***** Provided material *****
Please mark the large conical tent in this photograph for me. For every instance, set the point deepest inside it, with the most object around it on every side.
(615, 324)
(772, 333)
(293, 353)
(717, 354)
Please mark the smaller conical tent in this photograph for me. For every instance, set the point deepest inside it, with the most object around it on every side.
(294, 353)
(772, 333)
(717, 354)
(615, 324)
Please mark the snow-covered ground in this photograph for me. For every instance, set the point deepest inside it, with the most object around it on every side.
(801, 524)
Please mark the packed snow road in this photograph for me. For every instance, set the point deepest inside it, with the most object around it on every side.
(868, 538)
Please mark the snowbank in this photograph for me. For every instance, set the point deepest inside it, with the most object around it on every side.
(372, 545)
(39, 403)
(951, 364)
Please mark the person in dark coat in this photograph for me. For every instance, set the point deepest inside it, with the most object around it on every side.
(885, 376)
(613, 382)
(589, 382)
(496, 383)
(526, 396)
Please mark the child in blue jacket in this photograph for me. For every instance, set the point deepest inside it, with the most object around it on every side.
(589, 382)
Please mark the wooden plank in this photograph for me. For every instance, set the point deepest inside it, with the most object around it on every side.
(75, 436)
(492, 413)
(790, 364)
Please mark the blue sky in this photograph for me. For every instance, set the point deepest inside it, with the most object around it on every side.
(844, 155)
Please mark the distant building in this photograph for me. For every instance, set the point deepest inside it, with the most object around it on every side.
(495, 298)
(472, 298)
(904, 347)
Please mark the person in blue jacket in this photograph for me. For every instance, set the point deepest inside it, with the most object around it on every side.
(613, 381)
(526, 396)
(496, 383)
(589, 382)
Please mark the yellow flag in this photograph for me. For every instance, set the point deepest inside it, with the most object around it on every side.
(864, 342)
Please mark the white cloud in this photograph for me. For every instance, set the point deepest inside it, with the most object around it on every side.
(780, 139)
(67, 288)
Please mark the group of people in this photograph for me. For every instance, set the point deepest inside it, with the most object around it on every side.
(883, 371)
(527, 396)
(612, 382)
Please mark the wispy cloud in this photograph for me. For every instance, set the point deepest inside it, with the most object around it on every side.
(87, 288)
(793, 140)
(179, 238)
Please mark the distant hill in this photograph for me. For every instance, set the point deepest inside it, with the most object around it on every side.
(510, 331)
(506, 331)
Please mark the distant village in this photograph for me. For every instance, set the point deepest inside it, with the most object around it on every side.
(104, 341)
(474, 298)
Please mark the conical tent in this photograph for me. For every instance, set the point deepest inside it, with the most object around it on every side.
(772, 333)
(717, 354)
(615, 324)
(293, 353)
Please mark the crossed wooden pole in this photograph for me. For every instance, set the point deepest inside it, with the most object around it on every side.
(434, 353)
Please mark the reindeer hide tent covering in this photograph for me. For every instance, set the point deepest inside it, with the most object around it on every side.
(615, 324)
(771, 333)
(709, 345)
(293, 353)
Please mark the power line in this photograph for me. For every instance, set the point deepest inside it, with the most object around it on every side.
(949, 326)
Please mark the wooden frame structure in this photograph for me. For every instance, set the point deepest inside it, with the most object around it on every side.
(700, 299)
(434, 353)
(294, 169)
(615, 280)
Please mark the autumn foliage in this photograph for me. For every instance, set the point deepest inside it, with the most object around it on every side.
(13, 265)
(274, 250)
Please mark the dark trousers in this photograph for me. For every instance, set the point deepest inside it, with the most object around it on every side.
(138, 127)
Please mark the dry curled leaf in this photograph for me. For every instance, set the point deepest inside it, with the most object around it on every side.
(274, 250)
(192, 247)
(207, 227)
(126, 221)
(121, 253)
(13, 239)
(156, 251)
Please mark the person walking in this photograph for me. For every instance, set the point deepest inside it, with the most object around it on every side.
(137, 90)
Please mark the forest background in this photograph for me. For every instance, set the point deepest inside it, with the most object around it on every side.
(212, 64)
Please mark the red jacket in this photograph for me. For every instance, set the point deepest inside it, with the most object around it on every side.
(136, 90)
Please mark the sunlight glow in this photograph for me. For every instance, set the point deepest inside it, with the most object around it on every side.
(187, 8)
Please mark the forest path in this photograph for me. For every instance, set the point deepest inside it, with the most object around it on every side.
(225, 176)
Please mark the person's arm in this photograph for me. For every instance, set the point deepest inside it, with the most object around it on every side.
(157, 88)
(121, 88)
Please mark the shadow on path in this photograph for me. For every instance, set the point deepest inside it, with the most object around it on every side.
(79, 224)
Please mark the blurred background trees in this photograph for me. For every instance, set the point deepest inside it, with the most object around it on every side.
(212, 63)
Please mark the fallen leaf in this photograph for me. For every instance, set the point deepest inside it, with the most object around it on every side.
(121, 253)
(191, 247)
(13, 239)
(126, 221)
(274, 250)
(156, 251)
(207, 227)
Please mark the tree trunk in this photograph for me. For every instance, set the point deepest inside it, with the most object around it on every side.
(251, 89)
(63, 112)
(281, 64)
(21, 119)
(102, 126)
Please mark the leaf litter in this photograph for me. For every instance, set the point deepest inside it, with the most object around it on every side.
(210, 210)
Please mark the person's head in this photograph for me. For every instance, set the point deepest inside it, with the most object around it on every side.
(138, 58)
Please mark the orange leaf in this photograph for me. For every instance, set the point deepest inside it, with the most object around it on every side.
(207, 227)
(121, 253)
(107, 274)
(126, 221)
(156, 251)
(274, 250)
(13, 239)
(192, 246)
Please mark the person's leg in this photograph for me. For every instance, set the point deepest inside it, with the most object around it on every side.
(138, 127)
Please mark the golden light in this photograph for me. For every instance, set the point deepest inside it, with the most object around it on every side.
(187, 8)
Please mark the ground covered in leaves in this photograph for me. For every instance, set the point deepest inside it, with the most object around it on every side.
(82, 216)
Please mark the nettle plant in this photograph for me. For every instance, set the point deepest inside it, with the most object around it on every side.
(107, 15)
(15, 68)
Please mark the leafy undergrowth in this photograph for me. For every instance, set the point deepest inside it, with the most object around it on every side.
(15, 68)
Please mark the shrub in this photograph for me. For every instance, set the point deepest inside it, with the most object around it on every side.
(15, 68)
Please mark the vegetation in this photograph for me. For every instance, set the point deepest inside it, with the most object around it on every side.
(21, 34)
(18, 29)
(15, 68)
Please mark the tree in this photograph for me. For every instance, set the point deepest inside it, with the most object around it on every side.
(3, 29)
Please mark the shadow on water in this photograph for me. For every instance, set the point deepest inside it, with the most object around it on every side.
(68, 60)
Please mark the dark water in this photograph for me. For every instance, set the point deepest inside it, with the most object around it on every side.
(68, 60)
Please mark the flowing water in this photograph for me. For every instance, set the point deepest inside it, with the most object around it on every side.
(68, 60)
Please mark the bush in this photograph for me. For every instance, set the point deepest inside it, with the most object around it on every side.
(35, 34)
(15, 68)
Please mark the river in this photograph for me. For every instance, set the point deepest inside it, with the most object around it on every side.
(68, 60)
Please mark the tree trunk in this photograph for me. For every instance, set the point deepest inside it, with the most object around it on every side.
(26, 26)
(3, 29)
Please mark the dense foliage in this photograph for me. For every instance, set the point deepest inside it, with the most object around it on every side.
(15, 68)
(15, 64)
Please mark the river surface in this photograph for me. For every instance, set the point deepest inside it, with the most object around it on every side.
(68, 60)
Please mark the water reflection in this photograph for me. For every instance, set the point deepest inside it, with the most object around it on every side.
*****
Could you return all of the rows above, from the first through the last, with every character unchanged?

# [Written reply]
Please mark the large conical tent in this photograph for me. For every instance, set the point deepest inside it, with the most object around it on every side.
(615, 324)
(772, 333)
(293, 353)
(717, 354)
Please mark the smaller conical tent in this photograph for me. For every instance, set the point deepest inside it, with the most object around it on every side.
(294, 353)
(772, 333)
(717, 354)
(615, 324)
Please mark the snow-covered ground in this photograph for me. For every instance, set the point deepest inside it, with the most object around it on every side.
(801, 524)
Please mark the packed snow road in this photograph for me. For every instance, set the point deepest inside it, with the most object around it on every side.
(868, 538)
Please mark the snowbank in this photograph for me. For every instance, set the point deepest inside it, with the most object around it on every side.
(372, 545)
(39, 403)
(951, 364)
Please mark the person in dark coat in this photograph for me. For every instance, set the point deepest inside it, with the most object around it on every side.
(885, 376)
(613, 382)
(589, 382)
(496, 383)
(526, 396)
Please mark the child in blue jacket in this photograph for me. For every instance, set the point deepest inside it, with the most object around it on every side.
(589, 382)
Please mark the wooden plank in this photograph for me. For every instance, set the point deepest inside it, with the most object around it on every side.
(75, 436)
(492, 413)
(790, 364)
Please mark the blue sky in this photograph for me. For every instance, set the point deepest inside it, with the most object around it on every side.
(844, 155)
Please mark the distant building in this photograph for me. For every instance, set the point deepest inside it, with the most object around it on every side.
(495, 298)
(472, 298)
(904, 347)
Please mark the person in blue jacket in this photograph for me. For every instance, set the point deepest inside it, with the most object around it on every side.
(613, 381)
(526, 396)
(496, 383)
(589, 382)
Please mark the yellow flag in this photograph for me. For every instance, set the point deepest inside it, with the most object around it on every side.
(864, 342)
Please mark the white cloud in this photograph for me. For every instance, set the point deepest inside it, with the most object around it on every side.
(780, 139)
(67, 288)
Please mark the group of people in this photograph for me. For every instance, set the point deepest inside it, with the most object around it on every side.
(883, 371)
(527, 396)
(612, 382)
Please mark the wispy cloud in this photograph for me. For every instance, set the point deepest inside it, with the most object around it on every side.
(87, 288)
(793, 140)
(179, 238)
Please mark the distant hill in this photograph for me. For every instance, set the point deepest inside it, with the most object around it on every side.
(510, 331)
(506, 331)
Please mark the distant village in this photograph for me. For every instance, set the point deepest inside it, with the most object around it on every side.
(104, 341)
(474, 298)
Please mark the conical tent in this photograph for me. For every instance, set the point deepest inside it, with the most object around it on every side.
(772, 333)
(717, 354)
(615, 324)
(293, 353)
Please mark the crossed wooden pole in this photograph for me. For every instance, set the point deepest inside it, with the most object around it on every side.
(434, 353)
Please mark the reindeer hide tent covering in this photograph for me. For every instance, set the point deepest inside it, with the most object around it on every side.
(615, 324)
(771, 333)
(709, 345)
(293, 353)
Please mark the power line in this photograph for me. For every instance, set the point deepest inside it, with the most object around it on every side.
(949, 326)
Please mark the wooden frame structure in this photograph for me. For every instance, set the point deepest inside it, with the most object around it on every side.
(700, 299)
(434, 353)
(294, 169)
(615, 280)
Please mark the autumn foliage in this photograph for me. For every instance, set the point deepest inside it, with the most object around it on every side.
(13, 265)
(274, 250)
Please mark the dark trousers in this photograph for me. For every instance, set the point deepest inside it, with the most object around it on every side.
(138, 127)
Please mark the dry curled leaf in this photograph for me. For every instance, set the point deepest inside it, with the most object around it on every side.
(274, 250)
(192, 247)
(207, 227)
(126, 221)
(121, 253)
(13, 239)
(156, 251)
Please mark the person walking in this photograph for me. For every instance, set the point deepest inside it, with the most object around it on every side.
(137, 90)
Please mark the forest background in this photograph for me. For every instance, set the point deepest inside it, with the most object around it on every side.
(212, 64)
Please mark the red jacket in this photograph for me. For every instance, set the point deepest inside it, with the most object around it on every side.
(136, 90)
Please mark the sunlight glow in this photograph for me. For every instance, set the point deepest inside it, with the most object around it on every side.
(187, 8)
Please mark the forest path in this photograph for me. For every instance, set the point deepest inside it, with the most object around it on every side.
(225, 176)
Please mark the person's arm in this photograph for me. For every instance, set the point deepest inside it, with the most object around it on every side.
(157, 88)
(121, 88)
Please mark the shadow on path in this photograph for me. For every instance, set the point deepest inside it, with the most object around it on every side.
(79, 224)
Please mark the blurred background trees in this photograph for me. For every instance, set the point deepest inside it, with the most object around it on every side.
(212, 63)
Please mark the fallen leaf in this photograph for me. For every instance, set the point deepest inside it, with the most object around it on every side.
(121, 253)
(191, 247)
(13, 239)
(126, 221)
(274, 250)
(156, 251)
(207, 227)
Please mark the tree trunk in this photograph for me. For every instance, set the point deepest inside it, with the most object around it on every side.
(251, 89)
(63, 112)
(281, 64)
(21, 119)
(102, 126)
Please mark the leaf litter in this photograph for me. For every instance, set the point deepest inside it, with the most object around it on every side.
(210, 210)
Please mark the person's head in this photograph for me. For every instance, set the point deepest inside it, with the most object around it on every side.
(138, 58)
Please mark the orange leaf in this photograph for me. For every instance, set the point deepest inside it, with the most object around it on every side.
(207, 227)
(121, 253)
(107, 274)
(126, 221)
(156, 251)
(274, 250)
(13, 239)
(192, 246)
Please mark the person's leg in this photograph for me. For every instance, set the point deepest inside it, with the most object around it on every side.
(138, 127)
Please mark the golden light in this photograph for me. For every instance, set the point deepest inside it, with the most object around it on every side.
(187, 8)
Please mark the ground covered in leaves in this photograph for me. For every instance, set the point deepest inside it, with the most object around it on every side.
(82, 216)
Please mark the nettle plant in this photograph for me. For every instance, set the point deepest inside it, with the most object around it on every side.
(107, 15)
(15, 68)
Please mark the leafy undergrowth in this photograph for me. For every instance, set the point deepest inside it, with the most object around it on every side.
(15, 68)
Please mark the shrub in this photograph for me. For every instance, set the point deepest inside it, with the most object around it on every side.
(15, 68)
Please mark the vegetation in this photograph for me. For every instance, set the point deepest inside it, with the most object around it on every side.
(21, 34)
(18, 29)
(15, 68)
Please mark the tree in this photograph for me. For every instance, set the point deepest inside it, with the most object around it on every side.
(3, 29)
Please mark the shadow on water in this photograph for me. For every instance, set the point deepest inside it, with the most object around it on every side.
(68, 60)
Please mark the dark water in this photograph for me. For every instance, set the point deepest inside it, with the most object around it on every side.
(68, 60)
Please mark the flowing water in this photograph for me. For every instance, set the point deepest inside it, with the most object around it on every side.
(68, 60)
Please mark the bush in this photograph for me. For every instance, set the point deepest inside it, with the most object around it on every side.
(35, 34)
(15, 68)
Please mark the river in this photograph for me. For every instance, set the point deepest inside it, with the most object around it on every side.
(68, 60)
Please mark the tree trunk in this photograph for me. For every instance, set the point deepest inside it, with the most object around it on every side.
(26, 26)
(3, 29)
Please mark the dense foliage in this photograph for me. For every instance, set the point deepest inside it, with the most object around it on every side.
(15, 68)
(15, 64)
Please mark the river surface in this photograph for me. For every instance, set the point deepest inside it, with the most object around it on every side.
(68, 60)
Please mark the water reflection in this photograph for me. For every instance, set the point deepest inside it, with the most object around it on every side.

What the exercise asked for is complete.